# DATA FOR REVIEW
◇ ◇ ◇

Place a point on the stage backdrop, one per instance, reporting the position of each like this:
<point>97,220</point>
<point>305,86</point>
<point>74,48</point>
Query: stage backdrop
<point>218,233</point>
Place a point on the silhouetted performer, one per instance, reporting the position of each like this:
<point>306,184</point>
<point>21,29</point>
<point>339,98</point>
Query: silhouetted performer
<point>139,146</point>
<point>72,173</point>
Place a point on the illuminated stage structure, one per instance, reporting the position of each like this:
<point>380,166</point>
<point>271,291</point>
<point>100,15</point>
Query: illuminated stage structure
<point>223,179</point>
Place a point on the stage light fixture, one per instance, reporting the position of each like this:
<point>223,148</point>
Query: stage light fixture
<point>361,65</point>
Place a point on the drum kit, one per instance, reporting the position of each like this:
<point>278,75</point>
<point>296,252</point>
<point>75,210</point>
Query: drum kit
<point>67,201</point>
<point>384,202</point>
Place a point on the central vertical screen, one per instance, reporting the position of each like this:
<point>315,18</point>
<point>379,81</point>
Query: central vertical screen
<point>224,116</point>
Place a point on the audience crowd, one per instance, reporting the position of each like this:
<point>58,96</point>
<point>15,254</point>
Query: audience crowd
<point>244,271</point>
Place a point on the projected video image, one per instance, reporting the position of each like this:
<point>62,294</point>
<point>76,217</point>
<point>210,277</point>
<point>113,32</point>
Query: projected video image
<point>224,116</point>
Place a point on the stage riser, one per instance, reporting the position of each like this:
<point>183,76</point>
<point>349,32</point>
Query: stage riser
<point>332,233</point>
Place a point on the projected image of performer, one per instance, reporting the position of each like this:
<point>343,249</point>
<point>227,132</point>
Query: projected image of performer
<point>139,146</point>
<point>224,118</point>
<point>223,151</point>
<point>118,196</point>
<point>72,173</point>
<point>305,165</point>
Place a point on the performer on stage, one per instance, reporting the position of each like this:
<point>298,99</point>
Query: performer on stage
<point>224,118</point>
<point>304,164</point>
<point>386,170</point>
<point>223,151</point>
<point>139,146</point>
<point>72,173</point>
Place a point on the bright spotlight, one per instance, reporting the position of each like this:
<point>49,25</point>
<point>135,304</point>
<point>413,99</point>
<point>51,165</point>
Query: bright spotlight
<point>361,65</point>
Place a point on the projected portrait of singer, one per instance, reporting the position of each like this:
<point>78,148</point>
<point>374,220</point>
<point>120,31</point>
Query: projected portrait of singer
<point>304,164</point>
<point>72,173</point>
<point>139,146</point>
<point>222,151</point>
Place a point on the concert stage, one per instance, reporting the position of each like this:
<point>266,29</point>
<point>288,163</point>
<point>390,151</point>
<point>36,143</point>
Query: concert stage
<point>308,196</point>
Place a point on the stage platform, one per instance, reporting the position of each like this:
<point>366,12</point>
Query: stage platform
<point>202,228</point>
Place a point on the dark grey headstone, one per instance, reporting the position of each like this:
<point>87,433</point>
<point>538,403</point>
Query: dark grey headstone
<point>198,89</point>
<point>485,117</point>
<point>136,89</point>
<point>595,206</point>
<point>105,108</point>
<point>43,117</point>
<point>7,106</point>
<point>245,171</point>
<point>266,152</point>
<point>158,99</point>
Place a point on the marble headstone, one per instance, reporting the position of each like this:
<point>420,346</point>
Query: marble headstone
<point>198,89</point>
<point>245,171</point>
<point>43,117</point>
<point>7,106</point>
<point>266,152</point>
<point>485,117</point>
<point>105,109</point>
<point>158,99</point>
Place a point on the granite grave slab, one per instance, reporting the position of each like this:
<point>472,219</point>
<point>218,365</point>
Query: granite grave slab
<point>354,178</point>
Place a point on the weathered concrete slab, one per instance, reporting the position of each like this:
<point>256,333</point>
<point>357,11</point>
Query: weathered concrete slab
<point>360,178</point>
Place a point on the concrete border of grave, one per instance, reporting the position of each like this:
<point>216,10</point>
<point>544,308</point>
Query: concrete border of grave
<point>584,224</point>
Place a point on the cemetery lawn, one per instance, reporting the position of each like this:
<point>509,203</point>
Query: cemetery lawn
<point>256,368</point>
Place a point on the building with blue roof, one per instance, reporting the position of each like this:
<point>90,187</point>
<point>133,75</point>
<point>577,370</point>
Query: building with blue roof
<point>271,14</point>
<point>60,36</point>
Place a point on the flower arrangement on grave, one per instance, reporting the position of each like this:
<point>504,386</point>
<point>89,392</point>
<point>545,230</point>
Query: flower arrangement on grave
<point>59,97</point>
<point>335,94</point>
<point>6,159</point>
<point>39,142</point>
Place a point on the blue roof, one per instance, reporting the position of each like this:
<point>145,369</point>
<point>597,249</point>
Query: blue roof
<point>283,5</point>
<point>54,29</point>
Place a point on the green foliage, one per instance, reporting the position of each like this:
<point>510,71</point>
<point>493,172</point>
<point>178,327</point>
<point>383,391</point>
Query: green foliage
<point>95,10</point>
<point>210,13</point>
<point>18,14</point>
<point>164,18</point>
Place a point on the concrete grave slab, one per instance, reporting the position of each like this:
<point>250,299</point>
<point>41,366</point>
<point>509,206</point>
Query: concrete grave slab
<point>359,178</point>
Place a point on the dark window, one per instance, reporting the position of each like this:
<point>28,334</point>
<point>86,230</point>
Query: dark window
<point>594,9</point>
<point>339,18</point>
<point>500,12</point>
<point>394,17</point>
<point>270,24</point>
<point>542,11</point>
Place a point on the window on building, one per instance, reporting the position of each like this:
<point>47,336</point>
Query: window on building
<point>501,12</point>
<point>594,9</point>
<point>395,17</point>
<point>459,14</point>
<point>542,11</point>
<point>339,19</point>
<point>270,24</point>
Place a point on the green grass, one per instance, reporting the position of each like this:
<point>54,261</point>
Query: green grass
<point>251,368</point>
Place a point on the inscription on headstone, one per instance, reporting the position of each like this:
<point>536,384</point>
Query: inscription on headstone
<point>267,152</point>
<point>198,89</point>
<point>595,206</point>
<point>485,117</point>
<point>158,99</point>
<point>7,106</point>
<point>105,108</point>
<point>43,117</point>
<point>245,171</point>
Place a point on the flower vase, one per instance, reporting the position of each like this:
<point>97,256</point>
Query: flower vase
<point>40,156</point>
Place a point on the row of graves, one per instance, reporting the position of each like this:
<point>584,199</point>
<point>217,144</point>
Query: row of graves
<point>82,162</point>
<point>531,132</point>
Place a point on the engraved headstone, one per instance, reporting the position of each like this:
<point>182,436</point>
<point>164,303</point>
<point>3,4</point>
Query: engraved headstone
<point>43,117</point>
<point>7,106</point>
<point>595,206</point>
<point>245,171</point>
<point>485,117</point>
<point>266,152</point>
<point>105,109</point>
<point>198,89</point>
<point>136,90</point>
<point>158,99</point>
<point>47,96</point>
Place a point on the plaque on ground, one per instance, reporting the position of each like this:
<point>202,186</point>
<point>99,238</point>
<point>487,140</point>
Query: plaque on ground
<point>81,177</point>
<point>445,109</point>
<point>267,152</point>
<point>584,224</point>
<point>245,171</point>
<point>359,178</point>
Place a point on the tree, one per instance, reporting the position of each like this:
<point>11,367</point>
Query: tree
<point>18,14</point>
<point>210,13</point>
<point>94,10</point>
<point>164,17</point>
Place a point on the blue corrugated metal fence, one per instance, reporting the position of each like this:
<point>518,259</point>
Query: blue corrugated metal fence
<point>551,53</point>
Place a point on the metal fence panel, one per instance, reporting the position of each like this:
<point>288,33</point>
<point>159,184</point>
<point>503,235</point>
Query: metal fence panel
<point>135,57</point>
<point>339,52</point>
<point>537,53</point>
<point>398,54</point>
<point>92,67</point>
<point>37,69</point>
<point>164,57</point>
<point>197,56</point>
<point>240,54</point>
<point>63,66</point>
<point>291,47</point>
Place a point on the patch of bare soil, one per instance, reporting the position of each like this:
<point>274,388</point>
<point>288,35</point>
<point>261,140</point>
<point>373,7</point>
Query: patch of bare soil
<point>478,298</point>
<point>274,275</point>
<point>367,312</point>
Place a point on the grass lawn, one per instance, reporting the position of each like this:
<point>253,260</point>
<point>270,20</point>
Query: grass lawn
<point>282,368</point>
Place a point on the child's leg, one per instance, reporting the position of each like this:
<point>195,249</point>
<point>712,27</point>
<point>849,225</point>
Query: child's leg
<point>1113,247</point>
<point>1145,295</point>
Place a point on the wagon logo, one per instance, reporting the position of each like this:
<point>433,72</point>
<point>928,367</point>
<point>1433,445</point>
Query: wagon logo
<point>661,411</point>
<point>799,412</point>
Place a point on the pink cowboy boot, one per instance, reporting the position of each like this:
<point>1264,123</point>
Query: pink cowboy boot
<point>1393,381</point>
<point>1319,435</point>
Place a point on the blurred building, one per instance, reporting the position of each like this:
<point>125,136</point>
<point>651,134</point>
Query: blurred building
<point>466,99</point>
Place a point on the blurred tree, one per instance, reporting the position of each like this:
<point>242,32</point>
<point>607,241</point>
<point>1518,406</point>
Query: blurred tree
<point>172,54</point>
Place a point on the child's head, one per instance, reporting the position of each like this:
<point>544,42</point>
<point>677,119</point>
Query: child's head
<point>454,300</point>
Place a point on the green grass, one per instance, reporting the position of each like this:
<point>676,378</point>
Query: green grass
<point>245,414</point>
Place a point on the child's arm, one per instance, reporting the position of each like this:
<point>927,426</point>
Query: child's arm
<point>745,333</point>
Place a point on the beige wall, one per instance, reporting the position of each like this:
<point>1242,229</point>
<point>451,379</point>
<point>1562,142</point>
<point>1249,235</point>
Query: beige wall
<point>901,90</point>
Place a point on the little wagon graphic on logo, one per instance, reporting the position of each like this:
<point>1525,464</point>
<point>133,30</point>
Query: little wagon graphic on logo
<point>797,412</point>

◇ ◇ ◇

# WHAT TO WORK ON
Each line from the top of the data, up to and including the line that contains "Place a point on the silhouetted", should be set down exactly.

# ANSWER TO THE EXERCISE
Place a point on the stage backdrop, one per instance, reporting the position of each like this:
<point>97,220</point>
<point>305,86</point>
<point>74,48</point>
Query: stage backdrop
<point>218,233</point>
Place a point on the silhouetted performer, one per instance, reporting the position of each like this:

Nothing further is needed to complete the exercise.